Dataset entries
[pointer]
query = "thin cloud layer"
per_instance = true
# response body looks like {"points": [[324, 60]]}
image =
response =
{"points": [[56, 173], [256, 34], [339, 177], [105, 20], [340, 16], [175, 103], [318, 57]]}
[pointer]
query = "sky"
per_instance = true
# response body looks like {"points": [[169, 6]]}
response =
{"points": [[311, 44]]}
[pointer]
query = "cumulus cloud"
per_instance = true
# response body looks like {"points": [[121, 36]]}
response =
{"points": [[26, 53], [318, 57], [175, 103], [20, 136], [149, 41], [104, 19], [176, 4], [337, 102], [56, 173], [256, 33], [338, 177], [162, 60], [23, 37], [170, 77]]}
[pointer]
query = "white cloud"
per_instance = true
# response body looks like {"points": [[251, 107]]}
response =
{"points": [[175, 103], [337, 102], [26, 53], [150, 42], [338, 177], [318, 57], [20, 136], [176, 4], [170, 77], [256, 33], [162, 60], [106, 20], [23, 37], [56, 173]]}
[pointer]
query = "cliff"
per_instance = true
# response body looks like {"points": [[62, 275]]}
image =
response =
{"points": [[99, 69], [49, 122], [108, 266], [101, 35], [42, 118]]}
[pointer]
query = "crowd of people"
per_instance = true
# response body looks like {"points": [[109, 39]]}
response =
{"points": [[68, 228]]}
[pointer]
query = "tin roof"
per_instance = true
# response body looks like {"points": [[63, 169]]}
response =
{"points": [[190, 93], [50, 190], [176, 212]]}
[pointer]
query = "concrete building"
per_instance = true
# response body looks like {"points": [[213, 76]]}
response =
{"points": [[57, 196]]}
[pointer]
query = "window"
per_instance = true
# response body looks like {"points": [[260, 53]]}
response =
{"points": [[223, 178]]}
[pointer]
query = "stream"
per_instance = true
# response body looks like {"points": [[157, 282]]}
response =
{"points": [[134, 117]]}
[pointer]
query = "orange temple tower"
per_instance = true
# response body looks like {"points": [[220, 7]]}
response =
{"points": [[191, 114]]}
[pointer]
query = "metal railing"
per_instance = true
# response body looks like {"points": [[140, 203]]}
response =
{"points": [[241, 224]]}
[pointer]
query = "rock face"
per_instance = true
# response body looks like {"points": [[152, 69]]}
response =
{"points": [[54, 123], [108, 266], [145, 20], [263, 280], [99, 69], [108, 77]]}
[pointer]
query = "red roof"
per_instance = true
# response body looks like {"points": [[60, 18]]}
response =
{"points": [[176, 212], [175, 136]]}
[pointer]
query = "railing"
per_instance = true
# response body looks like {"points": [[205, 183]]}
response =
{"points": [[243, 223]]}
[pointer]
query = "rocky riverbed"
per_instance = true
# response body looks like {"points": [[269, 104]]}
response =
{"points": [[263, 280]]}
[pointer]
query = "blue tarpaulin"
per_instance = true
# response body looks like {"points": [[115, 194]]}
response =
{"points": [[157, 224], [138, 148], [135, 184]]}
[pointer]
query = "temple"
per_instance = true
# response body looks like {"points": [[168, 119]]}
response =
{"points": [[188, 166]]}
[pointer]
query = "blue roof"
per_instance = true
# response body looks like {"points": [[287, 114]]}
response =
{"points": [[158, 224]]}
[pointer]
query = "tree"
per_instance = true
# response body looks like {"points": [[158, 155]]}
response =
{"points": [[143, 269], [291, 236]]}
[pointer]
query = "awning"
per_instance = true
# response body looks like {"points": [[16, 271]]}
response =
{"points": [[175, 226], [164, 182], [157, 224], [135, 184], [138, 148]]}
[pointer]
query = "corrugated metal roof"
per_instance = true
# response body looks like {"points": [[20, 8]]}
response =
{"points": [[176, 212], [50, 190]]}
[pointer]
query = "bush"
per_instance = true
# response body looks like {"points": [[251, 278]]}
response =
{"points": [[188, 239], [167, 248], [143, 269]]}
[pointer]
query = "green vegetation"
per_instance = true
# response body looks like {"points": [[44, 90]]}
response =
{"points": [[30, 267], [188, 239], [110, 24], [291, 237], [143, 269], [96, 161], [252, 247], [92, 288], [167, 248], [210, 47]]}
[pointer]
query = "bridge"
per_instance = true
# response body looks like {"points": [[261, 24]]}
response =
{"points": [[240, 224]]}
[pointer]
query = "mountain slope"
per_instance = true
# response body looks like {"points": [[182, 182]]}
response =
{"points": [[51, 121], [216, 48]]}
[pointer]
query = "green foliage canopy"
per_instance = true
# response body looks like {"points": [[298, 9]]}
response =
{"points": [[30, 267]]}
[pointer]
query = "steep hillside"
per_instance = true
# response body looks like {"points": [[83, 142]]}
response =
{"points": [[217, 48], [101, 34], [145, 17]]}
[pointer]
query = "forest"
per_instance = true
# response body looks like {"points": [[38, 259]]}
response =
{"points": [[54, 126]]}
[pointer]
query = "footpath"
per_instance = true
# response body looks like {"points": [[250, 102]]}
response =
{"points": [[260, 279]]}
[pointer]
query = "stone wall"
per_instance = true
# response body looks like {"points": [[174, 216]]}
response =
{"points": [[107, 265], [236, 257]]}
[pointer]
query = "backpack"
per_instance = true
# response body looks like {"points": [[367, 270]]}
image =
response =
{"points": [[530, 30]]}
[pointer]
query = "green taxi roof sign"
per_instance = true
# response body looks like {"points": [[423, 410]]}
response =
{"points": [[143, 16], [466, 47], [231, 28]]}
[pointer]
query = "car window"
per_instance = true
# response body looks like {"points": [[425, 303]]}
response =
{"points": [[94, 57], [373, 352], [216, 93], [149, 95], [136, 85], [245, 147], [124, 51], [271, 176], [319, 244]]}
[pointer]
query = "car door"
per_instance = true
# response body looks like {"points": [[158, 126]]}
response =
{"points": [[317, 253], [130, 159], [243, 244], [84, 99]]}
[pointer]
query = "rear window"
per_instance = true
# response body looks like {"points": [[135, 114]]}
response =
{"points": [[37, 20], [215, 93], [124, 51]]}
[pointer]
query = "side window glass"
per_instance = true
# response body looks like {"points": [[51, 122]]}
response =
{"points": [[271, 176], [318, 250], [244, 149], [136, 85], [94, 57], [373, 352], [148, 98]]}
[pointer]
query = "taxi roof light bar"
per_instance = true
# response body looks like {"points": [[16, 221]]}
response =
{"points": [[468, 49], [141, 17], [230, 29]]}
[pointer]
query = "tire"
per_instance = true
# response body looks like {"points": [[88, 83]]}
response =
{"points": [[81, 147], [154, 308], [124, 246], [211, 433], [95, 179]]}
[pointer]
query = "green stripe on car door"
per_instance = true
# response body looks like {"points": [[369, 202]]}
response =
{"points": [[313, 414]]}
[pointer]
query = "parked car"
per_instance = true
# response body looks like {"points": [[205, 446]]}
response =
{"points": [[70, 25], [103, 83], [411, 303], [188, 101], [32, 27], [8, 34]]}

■ YOUR TASK: Using the records above, work out the number of lines that contain "temple" and write only that number.

■ ANSWER SPACE: 2